## COMPITO A
Indica soltanto il numero di righe dei record che contengono la parola "seat".

## TESTO MOSTRATO
= = = = =

Mai che a nessuno venga in mente di domandare anche a me come sto! In verità io cerco di non dilungarmi troppo, già l’età porta malanni, se poi dovessimo ogni volta sciorinarli a tutti sarebbe deprimente. Mi sono abituata a non parlare troppo, per non alimentare chiacchiere inutili, ma soprattutto perché questo tipo di conversazioni mi annoia moltissimo. Non voglio dire di essere insensibile ai malanni altrui, ne sono sinceramente dispiaciuta, ma mi piacerebbe anche fare conversazione con volti sorridenti, persone ottimiste e con interessi che si discostano dalle malattie.
Purtroppo però le mie conoscenza, più avanza l’età, sono tutte, o quasi, mie coetanee e i malanni sono all’ordine del giorno. È il prezzo che si deve pagare.

= = = = =

## COMPITO B
Nel testo mostrato, che età hanno le conoscenze di chi scrive?

## DATI FORNITI
= = = = =

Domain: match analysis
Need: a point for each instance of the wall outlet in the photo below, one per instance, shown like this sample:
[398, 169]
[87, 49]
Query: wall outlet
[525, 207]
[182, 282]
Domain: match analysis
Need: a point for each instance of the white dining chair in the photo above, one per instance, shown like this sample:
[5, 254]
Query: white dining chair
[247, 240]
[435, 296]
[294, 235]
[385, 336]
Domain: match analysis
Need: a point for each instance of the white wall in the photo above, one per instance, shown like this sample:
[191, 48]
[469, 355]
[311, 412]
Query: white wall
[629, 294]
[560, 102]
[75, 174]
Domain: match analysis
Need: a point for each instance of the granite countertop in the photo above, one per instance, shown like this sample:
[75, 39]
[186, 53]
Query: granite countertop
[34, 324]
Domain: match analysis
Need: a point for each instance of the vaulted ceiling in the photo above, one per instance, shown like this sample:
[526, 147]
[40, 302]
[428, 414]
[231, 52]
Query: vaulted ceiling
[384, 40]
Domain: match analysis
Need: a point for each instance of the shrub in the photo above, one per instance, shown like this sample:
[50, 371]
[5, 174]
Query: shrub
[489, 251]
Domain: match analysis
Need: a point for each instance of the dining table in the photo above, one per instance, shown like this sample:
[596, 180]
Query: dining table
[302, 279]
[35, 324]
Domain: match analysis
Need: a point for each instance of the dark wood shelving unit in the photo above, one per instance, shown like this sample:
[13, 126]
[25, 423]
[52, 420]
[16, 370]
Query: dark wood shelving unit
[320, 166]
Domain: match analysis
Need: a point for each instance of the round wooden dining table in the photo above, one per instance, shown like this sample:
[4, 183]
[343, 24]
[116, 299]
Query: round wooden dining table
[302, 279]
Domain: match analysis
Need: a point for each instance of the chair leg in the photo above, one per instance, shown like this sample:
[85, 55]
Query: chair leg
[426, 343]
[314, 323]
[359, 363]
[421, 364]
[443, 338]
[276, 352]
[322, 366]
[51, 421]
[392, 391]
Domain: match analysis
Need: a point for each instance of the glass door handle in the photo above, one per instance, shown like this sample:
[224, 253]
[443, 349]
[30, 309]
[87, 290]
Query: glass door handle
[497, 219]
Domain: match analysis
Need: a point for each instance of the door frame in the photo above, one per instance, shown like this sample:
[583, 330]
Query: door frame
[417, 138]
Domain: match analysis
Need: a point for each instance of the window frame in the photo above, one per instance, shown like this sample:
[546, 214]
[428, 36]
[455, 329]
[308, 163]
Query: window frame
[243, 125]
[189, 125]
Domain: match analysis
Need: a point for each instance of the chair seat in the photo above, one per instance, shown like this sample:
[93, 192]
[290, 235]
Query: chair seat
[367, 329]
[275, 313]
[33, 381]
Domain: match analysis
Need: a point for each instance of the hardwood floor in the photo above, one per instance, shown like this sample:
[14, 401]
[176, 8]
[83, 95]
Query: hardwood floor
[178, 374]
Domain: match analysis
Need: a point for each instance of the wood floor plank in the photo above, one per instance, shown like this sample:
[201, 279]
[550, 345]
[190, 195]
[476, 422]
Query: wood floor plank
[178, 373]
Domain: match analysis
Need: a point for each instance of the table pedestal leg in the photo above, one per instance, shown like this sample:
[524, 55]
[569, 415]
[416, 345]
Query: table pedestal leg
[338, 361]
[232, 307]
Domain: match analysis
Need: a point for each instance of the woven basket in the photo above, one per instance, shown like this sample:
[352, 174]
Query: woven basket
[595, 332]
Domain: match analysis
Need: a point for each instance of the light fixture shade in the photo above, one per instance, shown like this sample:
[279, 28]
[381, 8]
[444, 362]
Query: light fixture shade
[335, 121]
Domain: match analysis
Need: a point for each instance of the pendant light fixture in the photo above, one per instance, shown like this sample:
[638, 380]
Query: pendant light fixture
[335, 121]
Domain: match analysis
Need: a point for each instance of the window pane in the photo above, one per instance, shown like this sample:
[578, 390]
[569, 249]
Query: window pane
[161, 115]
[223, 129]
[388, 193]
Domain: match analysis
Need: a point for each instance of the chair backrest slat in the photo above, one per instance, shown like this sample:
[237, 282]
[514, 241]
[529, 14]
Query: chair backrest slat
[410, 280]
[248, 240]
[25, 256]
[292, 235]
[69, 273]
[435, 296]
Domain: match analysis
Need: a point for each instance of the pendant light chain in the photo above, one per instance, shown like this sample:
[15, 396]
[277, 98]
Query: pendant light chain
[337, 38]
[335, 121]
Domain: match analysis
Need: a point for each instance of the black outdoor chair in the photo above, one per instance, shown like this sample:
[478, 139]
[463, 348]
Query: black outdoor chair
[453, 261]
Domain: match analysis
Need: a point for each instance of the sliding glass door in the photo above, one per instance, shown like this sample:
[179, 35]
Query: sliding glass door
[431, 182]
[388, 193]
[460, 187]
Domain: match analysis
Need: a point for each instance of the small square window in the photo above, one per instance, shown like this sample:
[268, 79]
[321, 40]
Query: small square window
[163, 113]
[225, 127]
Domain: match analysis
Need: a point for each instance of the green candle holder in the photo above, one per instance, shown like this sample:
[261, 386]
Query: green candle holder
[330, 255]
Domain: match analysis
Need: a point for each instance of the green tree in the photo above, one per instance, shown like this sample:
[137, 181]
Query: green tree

= = = = =

## RISPOSTA A
2

## RISPOSTA B
Sono tutte, o quasi, sue coetanee.